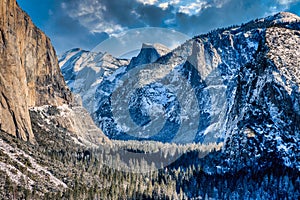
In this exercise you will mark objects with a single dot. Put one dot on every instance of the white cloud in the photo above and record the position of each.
(148, 2)
(193, 8)
(163, 6)
(287, 2)
(89, 13)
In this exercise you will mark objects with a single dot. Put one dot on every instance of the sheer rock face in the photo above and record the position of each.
(29, 72)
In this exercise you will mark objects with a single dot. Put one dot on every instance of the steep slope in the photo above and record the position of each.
(246, 83)
(149, 53)
(31, 81)
(29, 73)
(84, 70)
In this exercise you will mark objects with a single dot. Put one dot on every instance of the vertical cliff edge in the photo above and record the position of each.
(30, 78)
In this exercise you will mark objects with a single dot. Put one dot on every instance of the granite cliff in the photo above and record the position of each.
(30, 78)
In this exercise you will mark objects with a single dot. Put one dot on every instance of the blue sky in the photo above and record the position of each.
(85, 23)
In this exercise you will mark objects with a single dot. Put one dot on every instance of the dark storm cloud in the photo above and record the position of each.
(133, 14)
(85, 23)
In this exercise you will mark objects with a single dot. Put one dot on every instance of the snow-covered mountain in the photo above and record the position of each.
◇ ◇ ◇ ◇ ◇
Everything in the records except the pictures should be printed again exactly.

In this exercise you will mark objects with a single dot. Put one dot on every instance of the white cloud in the photo above and record the position of each.
(148, 2)
(193, 8)
(163, 6)
(287, 2)
(89, 13)
In this exercise you will mark objects with a single dot. Put one dot on every instance of the sheer rock face in the photo above and record the position of each.
(29, 72)
In this exercise you will mark objects with a single dot. Put one dot on every instance of the steep slope in the photo above and record the position of each.
(246, 83)
(149, 53)
(31, 81)
(29, 73)
(84, 70)
In this exercise you will mark objects with a single dot. Put one dot on every instance of the vertical cliff edge in the photo above and record the position of each.
(30, 78)
In this exercise you will mark objects with a single dot. Put one dot on every instance of the granite cliff in the photo above and record the position of each.
(30, 78)
In this exercise you will mark objects with a single dot. Put one dot on every instance of the blue sky in the photo above and record the position of each.
(85, 23)
In this exercise you will mark objects with a single dot. Put one dot on every instance of the dark storm cloud in the photo above and record the position of each.
(133, 14)
(85, 23)
In this exercise you will mark objects with a single dot. Put one dot on every instance of the snow-covered mountain in the photo above and record the position of each.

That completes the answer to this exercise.